* Begin SELECTED EXTRACT *

Angela Rayner: Scandal highlights inaction to prevent harassment at work

by Sarah Evans 27 Apr 2022
by Sarah Evans 27 Apr 2022 A Tory MP alleged that Angela Rayner distracts Boris Johnson by crossing and uncrossing her legs in the Commons. Photo: PA Images / Alamy
A Tory MP alleged that Angela Rayner distracts Boris Johnson by crossing and uncrossing her legs in the Commons. Photo: PA Images / Alamy

Not for the first time, the sexualisation of women at work rears its outdated head, this time in the very place where legislation against discrimination was passed. Sarah Evans looks at how the Angela Rayner scandal – and today’s revelations that a Tory MP watched pornography in the Commons – only serves to highlight the government’s inaction to implement policies to tackle sexual harassment at work.

* End SELECTED EXTRACT *
* Begin ITEMS *

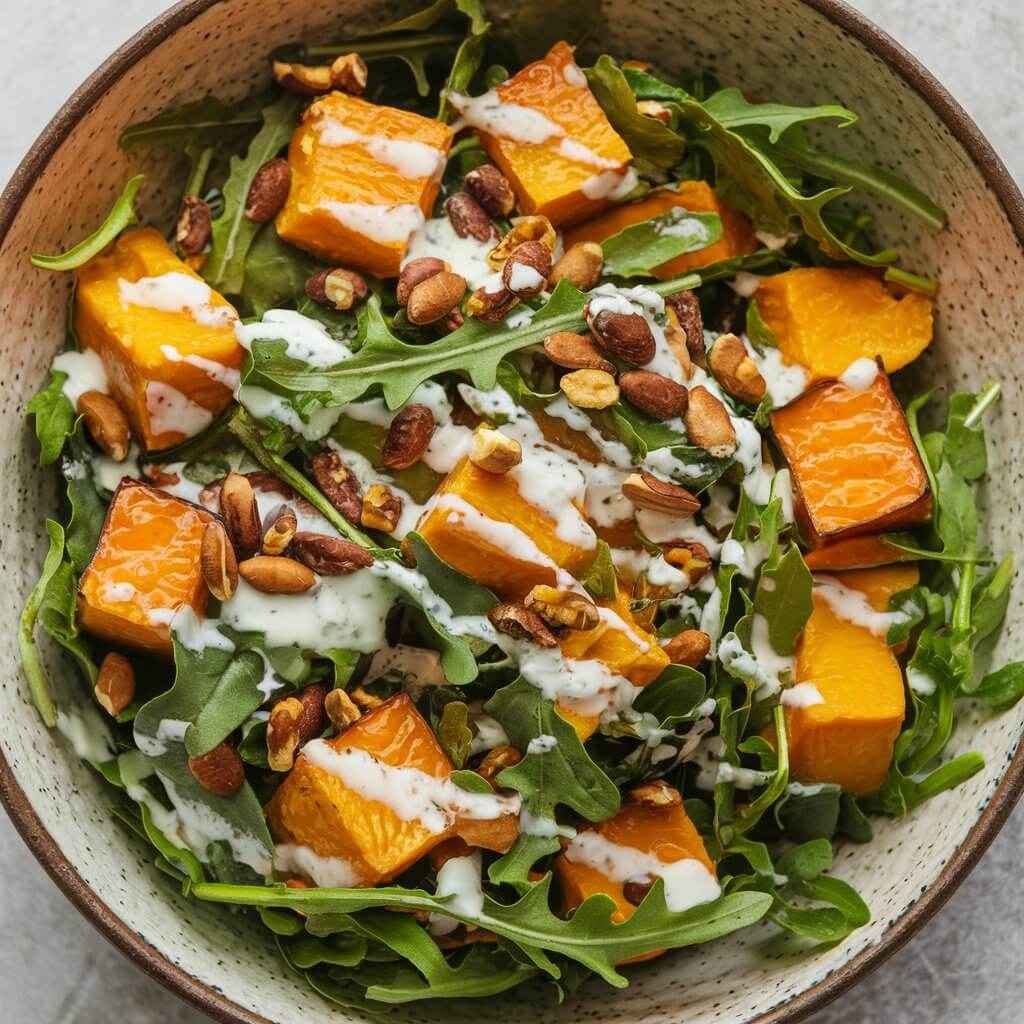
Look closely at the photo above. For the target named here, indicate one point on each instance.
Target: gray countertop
(965, 966)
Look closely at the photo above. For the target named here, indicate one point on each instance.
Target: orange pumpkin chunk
(567, 175)
(849, 738)
(166, 340)
(315, 809)
(855, 466)
(664, 833)
(364, 178)
(145, 568)
(825, 320)
(737, 235)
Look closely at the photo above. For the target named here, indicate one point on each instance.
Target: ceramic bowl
(793, 50)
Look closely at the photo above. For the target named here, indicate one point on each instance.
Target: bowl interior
(784, 49)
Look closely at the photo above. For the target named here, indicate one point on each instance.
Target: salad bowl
(796, 51)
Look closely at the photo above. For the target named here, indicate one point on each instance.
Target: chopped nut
(590, 388)
(276, 574)
(283, 733)
(497, 760)
(686, 307)
(107, 424)
(469, 218)
(338, 288)
(348, 74)
(525, 271)
(563, 607)
(708, 424)
(220, 771)
(341, 710)
(381, 508)
(495, 452)
(689, 647)
(656, 793)
(492, 189)
(414, 272)
(303, 80)
(313, 720)
(515, 621)
(330, 555)
(491, 306)
(408, 437)
(268, 190)
(194, 226)
(220, 568)
(241, 514)
(651, 393)
(532, 228)
(647, 492)
(652, 109)
(338, 483)
(624, 336)
(581, 265)
(279, 535)
(735, 371)
(435, 297)
(115, 687)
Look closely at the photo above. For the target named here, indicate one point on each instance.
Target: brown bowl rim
(215, 1004)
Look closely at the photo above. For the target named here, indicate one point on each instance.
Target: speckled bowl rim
(217, 1006)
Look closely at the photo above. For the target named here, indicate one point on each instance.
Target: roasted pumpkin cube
(825, 320)
(665, 834)
(561, 156)
(145, 568)
(364, 179)
(166, 339)
(848, 739)
(737, 235)
(855, 466)
(315, 808)
(493, 557)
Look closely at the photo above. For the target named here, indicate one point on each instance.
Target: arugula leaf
(648, 138)
(54, 418)
(232, 230)
(464, 597)
(562, 774)
(589, 936)
(636, 250)
(122, 214)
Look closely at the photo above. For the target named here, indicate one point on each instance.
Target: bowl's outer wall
(793, 53)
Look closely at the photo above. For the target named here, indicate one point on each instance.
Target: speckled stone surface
(964, 967)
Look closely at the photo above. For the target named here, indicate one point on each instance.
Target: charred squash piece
(849, 738)
(167, 341)
(315, 809)
(145, 568)
(826, 318)
(737, 235)
(855, 467)
(364, 178)
(665, 833)
(566, 176)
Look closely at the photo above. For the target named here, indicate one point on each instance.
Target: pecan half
(115, 687)
(220, 771)
(515, 621)
(268, 190)
(656, 395)
(329, 555)
(647, 492)
(339, 484)
(408, 437)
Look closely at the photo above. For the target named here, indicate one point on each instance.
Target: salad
(501, 541)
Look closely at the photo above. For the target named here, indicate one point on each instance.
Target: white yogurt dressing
(687, 882)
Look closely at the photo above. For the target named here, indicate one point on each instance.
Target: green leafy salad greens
(635, 647)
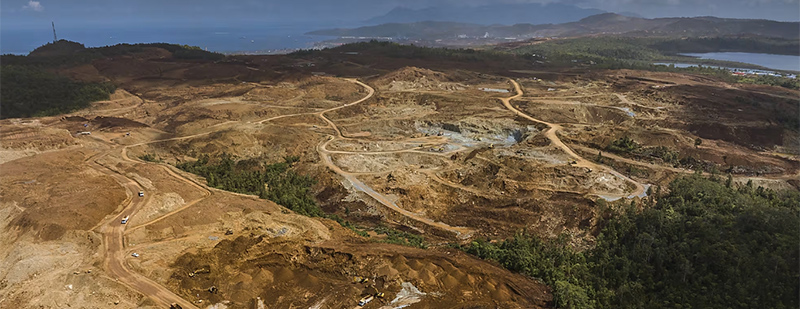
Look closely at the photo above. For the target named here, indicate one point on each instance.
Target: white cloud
(33, 5)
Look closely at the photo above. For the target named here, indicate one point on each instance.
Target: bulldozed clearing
(449, 154)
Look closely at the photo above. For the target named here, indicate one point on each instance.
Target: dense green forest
(653, 49)
(640, 53)
(395, 50)
(705, 244)
(29, 91)
(277, 182)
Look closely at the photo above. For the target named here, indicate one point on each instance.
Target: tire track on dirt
(461, 232)
(552, 135)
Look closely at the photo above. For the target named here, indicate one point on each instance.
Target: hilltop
(601, 24)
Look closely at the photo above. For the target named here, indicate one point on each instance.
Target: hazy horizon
(25, 24)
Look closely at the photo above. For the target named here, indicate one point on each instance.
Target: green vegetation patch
(638, 53)
(29, 91)
(705, 244)
(401, 238)
(277, 182)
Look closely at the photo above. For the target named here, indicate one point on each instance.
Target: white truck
(365, 300)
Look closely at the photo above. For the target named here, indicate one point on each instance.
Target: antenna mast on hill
(55, 38)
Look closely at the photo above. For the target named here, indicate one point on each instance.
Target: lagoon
(772, 61)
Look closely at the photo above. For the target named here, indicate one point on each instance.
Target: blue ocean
(264, 38)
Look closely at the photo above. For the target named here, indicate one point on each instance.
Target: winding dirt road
(115, 253)
(325, 155)
(552, 135)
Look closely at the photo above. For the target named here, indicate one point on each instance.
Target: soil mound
(413, 78)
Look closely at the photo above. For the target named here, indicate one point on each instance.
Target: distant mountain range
(503, 14)
(601, 24)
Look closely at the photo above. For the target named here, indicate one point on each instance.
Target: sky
(142, 13)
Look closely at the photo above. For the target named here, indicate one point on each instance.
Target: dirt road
(552, 135)
(325, 155)
(115, 255)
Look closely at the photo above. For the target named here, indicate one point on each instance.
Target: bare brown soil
(451, 151)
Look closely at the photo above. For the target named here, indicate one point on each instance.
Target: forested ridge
(29, 91)
(705, 244)
(31, 88)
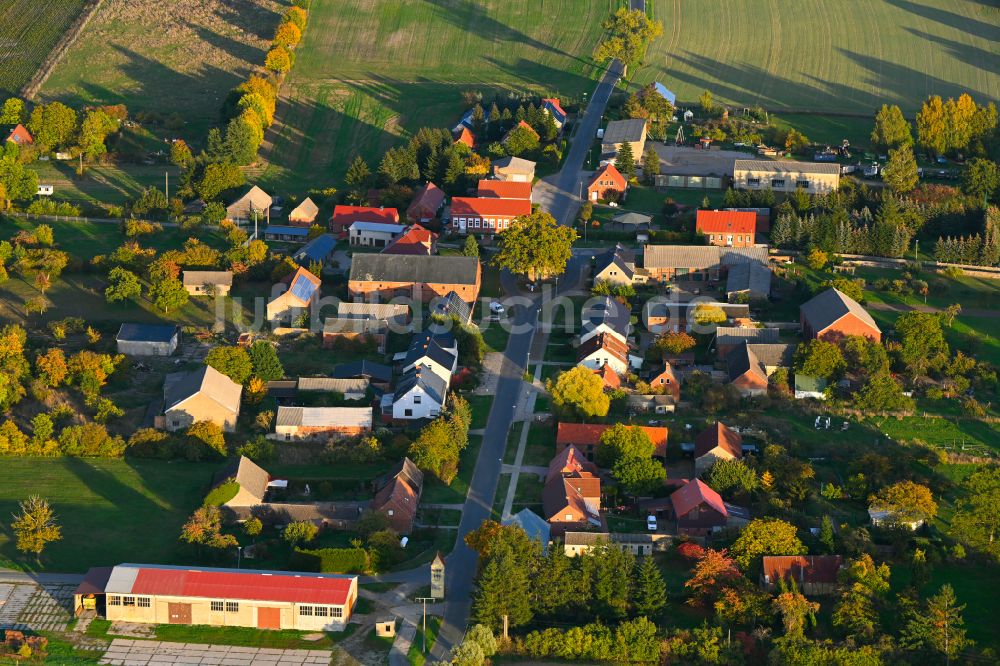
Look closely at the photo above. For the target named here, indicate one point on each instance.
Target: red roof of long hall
(489, 207)
(256, 586)
(504, 189)
(726, 222)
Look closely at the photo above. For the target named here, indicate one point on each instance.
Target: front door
(269, 618)
(179, 613)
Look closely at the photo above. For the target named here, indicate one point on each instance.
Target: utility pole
(424, 600)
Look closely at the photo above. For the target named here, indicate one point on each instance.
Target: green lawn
(820, 57)
(106, 509)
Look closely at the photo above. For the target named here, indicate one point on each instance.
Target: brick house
(586, 436)
(833, 315)
(321, 423)
(486, 215)
(727, 228)
(608, 183)
(383, 277)
(426, 204)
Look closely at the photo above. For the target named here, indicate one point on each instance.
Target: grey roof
(369, 369)
(830, 306)
(333, 384)
(749, 277)
(786, 167)
(219, 278)
(534, 525)
(179, 386)
(620, 131)
(430, 382)
(700, 256)
(324, 416)
(147, 332)
(414, 269)
(774, 355)
(734, 335)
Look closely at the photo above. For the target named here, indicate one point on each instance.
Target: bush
(330, 560)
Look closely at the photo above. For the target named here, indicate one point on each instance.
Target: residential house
(397, 495)
(719, 442)
(303, 289)
(812, 574)
(786, 176)
(520, 125)
(344, 216)
(186, 595)
(618, 132)
(148, 339)
(207, 283)
(318, 250)
(18, 134)
(608, 184)
(727, 228)
(503, 189)
(552, 107)
(728, 338)
(286, 233)
(486, 215)
(533, 525)
(586, 436)
(374, 234)
(606, 316)
(253, 206)
(426, 204)
(417, 240)
(420, 394)
(604, 349)
(514, 168)
(809, 387)
(833, 315)
(382, 277)
(304, 214)
(616, 266)
(572, 494)
(321, 423)
(200, 395)
(697, 263)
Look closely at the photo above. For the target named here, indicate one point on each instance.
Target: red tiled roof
(504, 189)
(219, 584)
(487, 207)
(719, 435)
(692, 494)
(803, 568)
(726, 222)
(609, 171)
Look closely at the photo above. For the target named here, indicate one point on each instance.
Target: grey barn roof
(414, 268)
(785, 167)
(830, 306)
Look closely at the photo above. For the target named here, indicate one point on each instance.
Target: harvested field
(28, 31)
(181, 56)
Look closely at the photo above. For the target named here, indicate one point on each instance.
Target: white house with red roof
(160, 594)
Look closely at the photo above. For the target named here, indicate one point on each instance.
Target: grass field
(106, 508)
(181, 56)
(28, 31)
(849, 56)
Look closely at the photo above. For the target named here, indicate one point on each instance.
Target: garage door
(269, 618)
(179, 613)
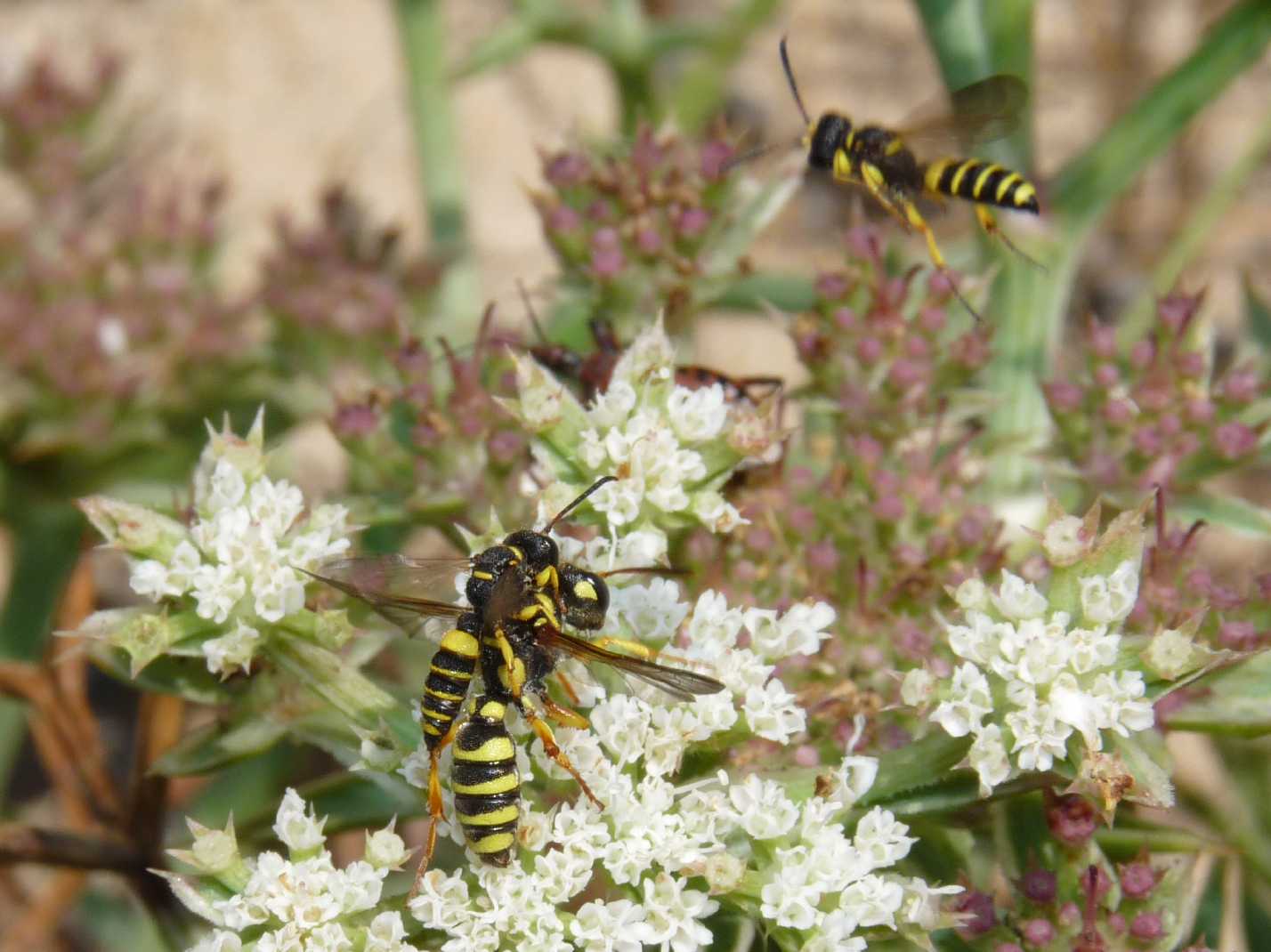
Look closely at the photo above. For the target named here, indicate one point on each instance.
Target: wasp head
(540, 549)
(585, 598)
(825, 138)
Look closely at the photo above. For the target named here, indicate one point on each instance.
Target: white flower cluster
(239, 558)
(671, 447)
(300, 903)
(652, 836)
(1031, 676)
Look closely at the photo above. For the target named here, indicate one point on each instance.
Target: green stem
(440, 163)
(1196, 230)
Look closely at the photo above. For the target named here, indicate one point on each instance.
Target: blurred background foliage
(207, 209)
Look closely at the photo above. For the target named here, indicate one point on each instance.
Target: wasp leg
(991, 228)
(569, 688)
(436, 809)
(551, 747)
(563, 716)
(872, 178)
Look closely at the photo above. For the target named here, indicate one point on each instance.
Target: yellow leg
(991, 227)
(436, 809)
(552, 749)
(561, 714)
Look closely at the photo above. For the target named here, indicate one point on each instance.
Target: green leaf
(1235, 700)
(787, 293)
(215, 746)
(1093, 180)
(1228, 512)
(915, 767)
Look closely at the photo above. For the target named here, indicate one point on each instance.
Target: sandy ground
(285, 97)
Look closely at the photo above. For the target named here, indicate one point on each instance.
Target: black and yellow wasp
(884, 162)
(522, 598)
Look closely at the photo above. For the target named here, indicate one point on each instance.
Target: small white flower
(973, 593)
(1062, 540)
(873, 900)
(698, 415)
(231, 652)
(789, 899)
(671, 914)
(968, 703)
(441, 901)
(385, 850)
(773, 712)
(385, 933)
(1110, 601)
(1018, 599)
(918, 687)
(1172, 654)
(609, 927)
(763, 809)
(296, 825)
(988, 758)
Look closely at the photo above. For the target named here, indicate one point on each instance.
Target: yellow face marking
(460, 643)
(504, 815)
(506, 783)
(495, 843)
(1006, 184)
(493, 749)
(983, 178)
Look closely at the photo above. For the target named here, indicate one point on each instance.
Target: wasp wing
(680, 684)
(977, 113)
(401, 589)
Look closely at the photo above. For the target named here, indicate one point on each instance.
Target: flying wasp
(522, 598)
(884, 163)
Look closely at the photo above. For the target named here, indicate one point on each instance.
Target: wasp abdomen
(486, 783)
(979, 181)
(449, 674)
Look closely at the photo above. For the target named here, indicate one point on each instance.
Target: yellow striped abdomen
(979, 181)
(486, 783)
(449, 675)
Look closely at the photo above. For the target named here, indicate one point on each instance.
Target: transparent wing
(680, 684)
(403, 590)
(977, 113)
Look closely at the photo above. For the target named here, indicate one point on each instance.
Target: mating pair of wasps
(522, 598)
(884, 162)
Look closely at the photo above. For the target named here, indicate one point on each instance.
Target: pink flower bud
(1235, 440)
(1146, 927)
(1137, 880)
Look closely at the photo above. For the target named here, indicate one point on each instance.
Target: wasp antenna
(529, 309)
(789, 77)
(750, 156)
(573, 504)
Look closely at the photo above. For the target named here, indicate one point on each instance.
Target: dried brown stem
(79, 851)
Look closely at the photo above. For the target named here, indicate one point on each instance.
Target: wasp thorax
(539, 549)
(585, 596)
(828, 136)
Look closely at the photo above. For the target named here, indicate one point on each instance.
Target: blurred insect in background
(593, 371)
(522, 596)
(884, 160)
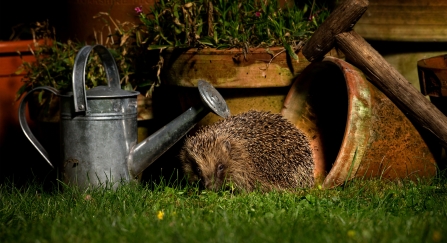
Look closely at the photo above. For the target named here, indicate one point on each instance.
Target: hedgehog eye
(221, 167)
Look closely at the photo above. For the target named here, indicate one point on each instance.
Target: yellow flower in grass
(351, 233)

* End ITEMS *

• WORK REQUIRED:
Print the part of the Angela Rayner article that begins with the words "Angela Rayner: Scandal" and ends after "harassment at work.". Rely solely on the Angela Rayner article.

• WRITTEN REPLY:
Angela Rayner: Scandal highlights inaction to prevent harassment at work

by Sarah Evans 27 Apr 2022
by Sarah Evans 27 Apr 2022 A Tory MP alleged that Angela Rayner distracts Boris Johnson by crossing and uncrossing her legs in the Commons. Photo: PA Images / Alamy
A Tory MP alleged that Angela Rayner distracts Boris Johnson by crossing and uncrossing her legs in the Commons. Photo: PA Images / Alamy

Not for the first time, the sexualisation of women at work rears its outdated head, this time in the very place where legislation against discrimination was passed. Sarah Evans looks at how the Angela Rayner scandal – and today’s revelations that a Tory MP watched pornography in the Commons – only serves to highlight the government’s inaction to implement policies to tackle sexual harassment at work.